Work instruction 1
In the Pacquiao passage, who cooks all the food for the men sharing Pacquiao's apartment while he trains in LA?
Work instruction 2
Duplicate the Pacquiao passage between "But Pacquiao’s smile" and "food for them.", inclusive.

Study text
Content starts
But Pacquiao’s smile betrays him. When he flashes it, he seems as familiar to all Filipinos as an uncle or cousin. In the same way that I occasionally forget that I don’t actually know Barack Obama and have never had a conversation with him about basketball, it’s easy for me to feel like I know Manny Pacquiao, that I may have sung karaoke with him at a second cousin’s baby’s Christening party. It was barely a surprise to me when the young man in a Team Pacquiao windbreaker sitting next me on my return flight from Vegas to Seattle told me that he knew Manny. And that Manny had generously purchased fifteen tickets so he and his family could watch the fight together. And that while training in LA, Manny, despite his millions, lives in a small, crowded three bedroom apartment with ten other men, one of whom, Buboy, cooks all the food for them.
There is something wildly humble and down-to-earth about Pacquiao. ESPN boxing columnist Dan Rafael wrote about his experience watching a DVD of the Pacquio-Hatton fight with a gracious Pacquiao in his hotel room the day after. Pacquiao had not yet seen the fight, watching intently while working his way through a plate of steak and white rice. When the knockout punch was thrown, Pacquiao instinctually put down his fork and made the sign of the cross, praying that Hatton was ok, even though he knew Hatton was fine. This is no doubt exactly what countless old Filipino ladies watching the night before did.
Last week I came across this video of Pacquiao unwinding with this friends after a day of training. The two-and-a-half minute video is silly and mundane—Manny plays guitar and his friends lip synch and dance to a Filipino singer’s verision of “Lonely Teardrops.” A lamp goes out; the camera man is giggling the entire time; a paunchy man uses a banana as a microphone. But it brought a smile as wide as Manny’s to my face because, as any Filipino could tell you, this scene is likely to occur at any Filipino gathering, anytime, anywhere.
Content ends
Record set
Content starts
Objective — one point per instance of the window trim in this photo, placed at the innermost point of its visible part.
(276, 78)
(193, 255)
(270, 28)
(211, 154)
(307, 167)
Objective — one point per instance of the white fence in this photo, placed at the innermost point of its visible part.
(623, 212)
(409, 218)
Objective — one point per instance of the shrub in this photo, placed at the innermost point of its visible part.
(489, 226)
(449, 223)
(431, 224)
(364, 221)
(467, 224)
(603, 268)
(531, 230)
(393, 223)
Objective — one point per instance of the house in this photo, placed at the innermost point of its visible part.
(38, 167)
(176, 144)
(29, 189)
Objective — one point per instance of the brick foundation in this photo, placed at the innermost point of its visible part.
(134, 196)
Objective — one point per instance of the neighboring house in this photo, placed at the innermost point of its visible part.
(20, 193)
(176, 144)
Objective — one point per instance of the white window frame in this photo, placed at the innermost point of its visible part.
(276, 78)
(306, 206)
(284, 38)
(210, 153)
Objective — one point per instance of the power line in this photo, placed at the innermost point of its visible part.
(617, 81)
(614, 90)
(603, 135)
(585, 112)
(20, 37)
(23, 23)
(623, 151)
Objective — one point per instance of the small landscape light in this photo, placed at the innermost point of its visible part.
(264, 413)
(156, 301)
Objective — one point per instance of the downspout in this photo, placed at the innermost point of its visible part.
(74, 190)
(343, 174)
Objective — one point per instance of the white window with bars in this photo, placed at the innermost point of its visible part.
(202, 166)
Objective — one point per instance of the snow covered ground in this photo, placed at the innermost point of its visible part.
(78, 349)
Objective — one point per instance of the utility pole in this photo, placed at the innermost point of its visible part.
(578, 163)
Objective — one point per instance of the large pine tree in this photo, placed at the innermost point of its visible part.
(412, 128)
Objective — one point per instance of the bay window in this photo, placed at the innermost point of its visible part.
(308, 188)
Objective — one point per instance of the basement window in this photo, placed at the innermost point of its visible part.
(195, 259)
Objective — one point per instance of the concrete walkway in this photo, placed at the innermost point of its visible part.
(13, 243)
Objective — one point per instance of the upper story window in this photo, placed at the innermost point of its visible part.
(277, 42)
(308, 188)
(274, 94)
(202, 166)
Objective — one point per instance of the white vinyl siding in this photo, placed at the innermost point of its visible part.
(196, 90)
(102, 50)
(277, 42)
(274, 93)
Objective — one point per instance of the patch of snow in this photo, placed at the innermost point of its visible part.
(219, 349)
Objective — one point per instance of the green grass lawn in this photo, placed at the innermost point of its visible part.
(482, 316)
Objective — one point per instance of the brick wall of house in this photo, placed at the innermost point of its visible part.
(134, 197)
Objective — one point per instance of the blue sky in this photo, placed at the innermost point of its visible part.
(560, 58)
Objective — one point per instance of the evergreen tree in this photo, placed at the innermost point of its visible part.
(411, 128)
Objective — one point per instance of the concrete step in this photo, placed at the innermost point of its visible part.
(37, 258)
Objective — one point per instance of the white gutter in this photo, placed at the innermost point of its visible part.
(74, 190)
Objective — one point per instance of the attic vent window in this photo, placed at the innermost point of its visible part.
Content ends
Task response 1
Buboy

Task response 2
But Pacquiao’s smile betrays him. When he flashes it, he seems as familiar to all Filipinos as an uncle or cousin. In the same way that I occasionally forget that I don’t actually know Barack Obama and have never had a conversation with him about basketball, it’s easy for me to feel like I know Manny Pacquiao, that I may have sung karaoke with him at a second cousin’s baby’s Christening party. It was barely a surprise to me when the young man in a Team Pacquiao windbreaker sitting next me on my return flight from Vegas to Seattle told me that he knew Manny. And that Manny had generously purchased fifteen tickets so he and his family could watch the fight together. And that while training in LA, Manny, despite his millions, lives in a small, crowded three bedroom apartment with ten other men, one of whom, Buboy, cooks all the food for them.